Tuesday, May 07, 2002

Griffey tired of negative remarks



By John Fay
The Cincinnati Enquirer

        Ken Griffey Jr. is fed up with the treatment he's getting from the fans and media. He stopped short of saying he wants out of Cincinnati, but he's clearly unhappy here.

junior         “I'm tired of it,” he said. “I'm tired of getting beat up. It's been three (blanking) years of the same (stuff).”

        What set Griffey off was a fan poll taken by Channel 12 on April 28. The station asked viewers, “Who would you sit on the bench when Ken Griffey Jr. returns?” The choices were Griffey, Juan Encarnacion, Austin Kearns and Adam Dunn.

        The overwhelming majority of 800 people who called in — 74 percent — chose Griffey.

        “I get beat up for no reason,” Griffey said. “They keep picking on me. I'm not playing, so they throw me in the poll. ... The question was set up to make me look bad.”

        Channel 12 sports director Brad Johansen said there was no such intent.

        “We would never use a question to make anyone look bad,” he said. “We used the question to see how our viewers feel. We have no control over that.”

        Griffey says he hasn't even discussed playing somewhere else with his family. But the most upsetting thing to him is the effect this has had on his wife, Melissa, and their two children, Trey and Taryn.

        “I've been trying to get my family to come here,” Griffey said. “But they don't like to because of things said at the ballpark, said to them. That gets old real quick.”

        Asked for an example, Mr. Griffey said a fan shouted this at his wife at a game in Cinergy: “"Go back to Seattle and take your (blanking) husband with you,' and that was in the family section.”

        Griffey has been out for the last four weeks with a torn patella tendon in his right knee. He will be in the lineup and batting third the day he is medically cleared.

        “I find all these comments and talk about what to do when he gets back laughable,” Reds manager Bob Boone said. “Junior makes a huge, gigantic difference for us. ... I'm coveting the day he comes back.”

        Griffey thinks once he does return, a lot of the talk will die down.

PROVIDED RECORDS:
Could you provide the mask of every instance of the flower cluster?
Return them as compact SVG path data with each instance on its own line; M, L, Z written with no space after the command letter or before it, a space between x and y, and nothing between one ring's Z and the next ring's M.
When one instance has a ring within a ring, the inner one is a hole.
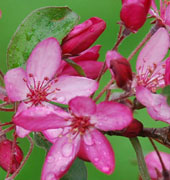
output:
M15 178L23 166L21 162L25 162L17 138L30 140L32 132L52 144L41 179L59 180L76 157L111 174L115 156L105 134L147 136L141 120L133 117L137 110L146 108L153 119L170 124L167 98L158 93L170 85L170 58L166 58L170 47L169 12L166 1L161 1L159 14L154 0L122 0L119 36L113 49L106 52L105 62L98 61L101 45L91 45L105 30L106 23L92 17L71 29L61 42L49 36L41 39L22 67L10 69L4 76L0 71L5 84L0 87L0 110L14 111L12 120L0 124L11 125L0 130L0 166L8 172L7 177L12 174L11 179ZM133 72L131 58L123 56L118 48L130 32L136 33L144 25L148 14L156 18L156 25L135 50L136 53L145 44ZM105 71L110 72L111 80L100 91ZM104 93L104 100L97 102ZM12 129L13 142L6 138ZM165 134L153 138L160 141ZM164 173L165 169L170 170L169 155L156 151L147 155L145 161L153 180L169 177Z

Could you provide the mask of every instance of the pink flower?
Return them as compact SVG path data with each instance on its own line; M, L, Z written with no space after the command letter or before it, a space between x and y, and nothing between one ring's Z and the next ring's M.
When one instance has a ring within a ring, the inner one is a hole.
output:
M12 157L12 142L5 139L0 142L0 166L5 170L8 171L10 166L11 157ZM17 168L19 167L20 163L23 159L23 152L18 145L15 145L14 154L13 154L13 161L12 161L12 169L10 173L14 173Z
M152 9L150 14L156 20L170 30L170 3L167 0L160 0L160 10L158 10L155 0L152 0Z
M160 155L166 170L170 172L170 154L160 152ZM145 157L145 162L152 180L158 180L163 178L162 165L156 152L151 152L147 154Z
M97 83L91 79L56 76L60 63L58 41L48 38L34 48L26 70L15 68L6 73L4 80L8 97L11 101L22 101L16 114L18 119L23 110L28 110L27 107L35 106L48 113L51 110L51 106L45 106L48 101L66 104L75 96L90 96L97 89ZM31 113L34 116L34 111Z
M80 53L79 56L69 57L84 70L86 77L90 79L96 79L103 67L103 62L98 62L99 50L101 46L96 45ZM71 67L68 63L62 63L63 69L62 75L80 76L77 71Z
M151 0L122 0L120 18L125 26L136 32L143 26L151 5Z
M98 17L92 17L75 26L62 42L62 53L64 55L78 55L89 48L105 28L106 23Z
M14 122L31 131L42 131L47 123L52 123L51 120L56 121L51 124L51 129L42 131L54 143L43 167L42 180L46 180L47 177L61 178L78 153L100 171L111 174L115 166L114 153L98 129L121 130L131 123L132 112L123 104L102 102L96 105L90 98L79 96L69 101L69 112L56 107L47 113L39 107L30 107L21 113L21 118L22 121L16 116Z
M44 131L53 146L47 154L42 180L61 178L79 153L100 171L111 174L115 167L114 153L105 136L99 132L121 130L132 121L130 109L115 102L96 104L88 97L76 97L69 102L70 113L58 111L66 128ZM100 148L102 145L102 148Z
M169 34L160 28L147 42L137 59L136 98L146 106L153 119L170 123L170 107L166 98L155 94L165 86L165 57L169 48Z
M128 90L132 81L132 70L130 63L117 51L108 51L106 64L118 87Z

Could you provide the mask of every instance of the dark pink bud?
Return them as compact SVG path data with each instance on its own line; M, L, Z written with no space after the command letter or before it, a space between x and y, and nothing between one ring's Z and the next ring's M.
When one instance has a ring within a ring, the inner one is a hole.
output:
M143 130L143 124L134 119L131 124L126 128L126 130L122 133L123 136L126 137L136 137Z
M170 58L166 60L165 85L170 85Z
M73 61L97 61L99 57L99 51L100 51L101 45L93 46L82 53L79 54L79 56L70 57Z
M86 50L96 41L105 28L106 23L98 17L92 17L75 26L62 42L63 55L78 55Z
M12 157L12 141L3 140L0 142L0 166L8 171ZM23 152L18 145L15 145L11 172L14 173L23 159Z
M120 18L132 32L143 26L151 6L151 0L122 0Z
M112 76L115 77L118 87L128 90L132 81L132 70L130 63L117 51L108 51L106 64Z

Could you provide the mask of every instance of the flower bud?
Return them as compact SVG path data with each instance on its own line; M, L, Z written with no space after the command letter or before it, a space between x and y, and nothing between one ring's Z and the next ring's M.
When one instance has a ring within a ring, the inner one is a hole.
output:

SET OF TASKS:
1) In the Griffey article, quote the passage from "Griffey says he" to "Trey and Taryn.".
2) According to the Griffey article, why doesn't Griffey's family like to come to Cincinnati?
3) Continue the Griffey article from its last sentence.

RESULTS OF THE TASKS:
1)
Griffey says he hasn't even discussed playing somewhere else with his family. But the most upsetting thing to him is the effect this has had on his wife, Melissa, and their two children, Trey and Taryn.

2) They don't like to come because of things said to them at the ballpark. As an example, Griffey said a fan at a game in Cinergy shouted at his wife in the family section to go back to Seattle and take her husband with her.

3)
        “All I want to do is play baseball, the game I love,” he said. “This is the thanks I get. I get beat up by talk show hosts. All they care about is their ratings.”

        Griffey came to the Reds in February 2000 in a trade with Seattle. He signed an eight-year contract for $116.5 million. The contract was considerably less than Griffey likely could have gotten on the open market and much of the money is deferred.

        Negative publicity “started the first day,” he said. “I'm tired of it. I came here for less money. I've bent over backwards doing the right things. It always seems to get thrown in my face.”

        Griffey says he's been treated worse here — his hometown — than he ever was in Seattle.

        “It's not even close,” he said. “You're talking about little New York here.”

        The torn patella is the second major injury Griffey has suffered in his time with the Reds. He missed 70 starts last season with a torn hamstring muscle.

        “The guy's been hurt,” Boone said. “The talk about who should go, could go ... We want Junior to get back to the way he played last August. He's 32. I'm not about to give up on Junior.”

        Griffey is getting close to being ready to return to the lineup. The knee still bothers him when he stops suddenly when running. He was expected to miss three to six weeks when the injury occurred. Sunday marked four weeks.

        “I just want to go out and play, get back on the field,” he said. “I don't think anybody knows me. I don't think they have had a chance to get to know me or my personality.”